Henry Hobson Richardson, Frederick Law Olmsted, and the Reimagining of America’s Public and Private Spaces

by Hugh Howard

A dual portrait of America’s first great architect, Henry Hobson Richardson, and her finest landscape designer, Frederick Law Olmsted—and their immense impact on America

  • Imprint Grove Paperback
  • Page Count 416
  • Publication Date January 17, 2023
  • ISBN-13 978-0-8021-6231-1
  • Dimensions 5.5" x 8.25"
  • US List Price $20.00
  • Imprint Atlantic Monthly Press
  • Page Count 416
  • Publication Date January 25, 2022
  • ISBN-13 978-0-8021-5923-6
  • Dimensions 6" x 9"
  • US List Price $30.00
  • Imprint Atlantic Monthly Press
  • Publication Date January 25, 2022
  • ISBN-13 978-0-8021-5924-3
  • US List Price $30.00

As the nation recovered from a cataclysmic war, two titans of design profoundly influenced how Americans came to interact with the built and natural world around them through their pioneering work in architecture and landscape design.

_ _ _

*Given task 1*:
Answer these questions about the book page:
(a) Who is the author?
(b) What is the publication date of the Grove Paperback edition?
(c) According to the last sentence, what was the nation recovering from?
The listing has no connection to the book page.

_ _ _

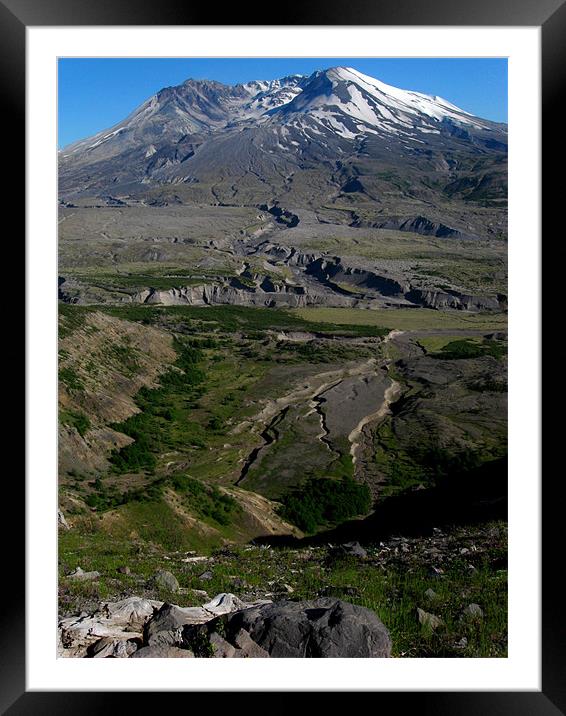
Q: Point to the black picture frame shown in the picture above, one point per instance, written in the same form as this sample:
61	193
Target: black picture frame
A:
550	16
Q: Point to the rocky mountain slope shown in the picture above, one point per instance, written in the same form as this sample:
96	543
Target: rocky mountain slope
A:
301	140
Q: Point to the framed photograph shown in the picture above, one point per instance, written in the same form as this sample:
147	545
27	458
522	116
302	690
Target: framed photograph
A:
286	401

_ _ _

*Given task 2*: List every line of the listing that contains the word "black".

*Output 1*:
(a) Hugh Howard
(b) January 17, 2023
(c) A cataclysmic war

*Output 2*:
Q: Point to the black picture frame shown in the picture above, one point per instance, written in the same form as this sample:
Target: black picture frame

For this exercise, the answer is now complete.